_WORK TO DO_
Rewrite the lines below as a JSON list of strings with one string per line, skipping blank lines and leaving out the pictures.

_MATERIAL_
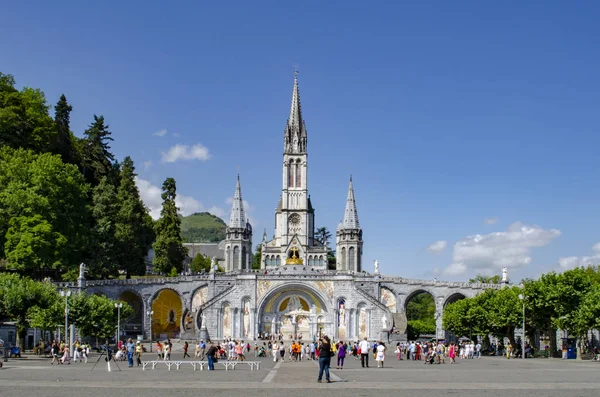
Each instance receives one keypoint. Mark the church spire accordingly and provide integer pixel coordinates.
(295, 130)
(238, 217)
(351, 215)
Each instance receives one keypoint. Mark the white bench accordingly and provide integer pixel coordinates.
(228, 364)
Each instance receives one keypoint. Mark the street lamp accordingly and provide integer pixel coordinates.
(66, 293)
(522, 297)
(150, 313)
(118, 306)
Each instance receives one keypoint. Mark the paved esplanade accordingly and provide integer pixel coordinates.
(493, 376)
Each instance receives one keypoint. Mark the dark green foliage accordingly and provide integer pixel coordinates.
(103, 256)
(64, 141)
(133, 233)
(97, 160)
(200, 264)
(168, 249)
(24, 119)
(202, 227)
(43, 212)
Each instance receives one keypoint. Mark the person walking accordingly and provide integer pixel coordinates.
(130, 351)
(185, 347)
(380, 354)
(211, 354)
(324, 358)
(364, 352)
(341, 355)
(138, 353)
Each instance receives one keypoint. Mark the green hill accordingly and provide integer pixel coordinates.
(202, 227)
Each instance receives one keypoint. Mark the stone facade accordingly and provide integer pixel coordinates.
(293, 294)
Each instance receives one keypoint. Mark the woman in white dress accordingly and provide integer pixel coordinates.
(380, 357)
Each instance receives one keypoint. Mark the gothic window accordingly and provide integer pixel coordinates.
(244, 259)
(291, 174)
(236, 258)
(298, 174)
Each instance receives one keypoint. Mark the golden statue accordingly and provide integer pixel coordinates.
(294, 259)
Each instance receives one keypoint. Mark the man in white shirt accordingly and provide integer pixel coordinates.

_EXPECTED ANSWER_
[
  "Each instance receives one keypoint. Mark the church spire accordingly and provide integer pixel coordinates.",
  "(295, 130)",
  "(238, 217)",
  "(351, 215)",
  "Each instance receives one keypoint. Mark the white bench accordingly and provide integer pixel coordinates.",
  "(228, 364)",
  "Each instance receives one keypoint. Mark the street lamp accordingly and provide integer pixel coordinates.",
  "(66, 293)",
  "(522, 297)",
  "(150, 313)",
  "(118, 306)",
  "Each instance receives one keypoint. Mark the paved esplanade accordingly and provide integer pixel coordinates.",
  "(493, 376)",
  "Each instance receives one keypoint. Mark the dark green foliage accordingly and provide integer pixel coordinates.",
  "(103, 256)",
  "(64, 141)",
  "(133, 233)",
  "(97, 160)",
  "(200, 264)",
  "(168, 249)",
  "(24, 119)",
  "(202, 227)",
  "(43, 212)",
  "Each instance receives one keypoint. Mark the person walking accordingly and provide integer pixel coordinates.",
  "(130, 351)",
  "(185, 347)",
  "(380, 354)",
  "(211, 354)",
  "(324, 358)",
  "(364, 352)",
  "(341, 355)",
  "(138, 353)",
  "Each instance receives one keypoint. Mark the green hill accordingly and provide integer pixel coordinates.",
  "(202, 227)",
  "Each instance receives one keypoint. Mark the stone facade accordingly and provide integer pixel coordinates.",
  "(293, 294)",
  "Each instance receives one keypoint. Mark the woman in white dress accordingly and provide integer pixel coordinates.",
  "(380, 357)",
  "Each instance receives one keypoint. Mark the gothic window accordingly and provide integer pixel coordinates.",
  "(244, 259)",
  "(291, 174)",
  "(236, 258)",
  "(298, 174)",
  "Each instance receives one keypoint. Mark the golden statue accordingly and provide integer pixel coordinates.",
  "(294, 259)",
  "Each instance receives one keypoint. Mark the man in white shirt accordingly and provide integer pixel coordinates."
]